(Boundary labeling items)
■ ■ ■ ■ ■ ■ ■
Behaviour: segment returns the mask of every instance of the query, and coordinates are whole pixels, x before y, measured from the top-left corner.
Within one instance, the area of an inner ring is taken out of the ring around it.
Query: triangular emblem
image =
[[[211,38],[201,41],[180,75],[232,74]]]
■ ■ ■ ■ ■ ■ ■
• **Written problem**
Copy out the data above line for line, with no changes.

• **Exercise response**
Behaviour: segment returns the mask of every instance of the query, and coordinates are whole pixels, x before y, measured from the top-left corner.
Within one instance, the area of an inner ring is taken out of the ring around it.
Query: triangular emblem
image =
[[[211,38],[201,41],[180,75],[232,74]]]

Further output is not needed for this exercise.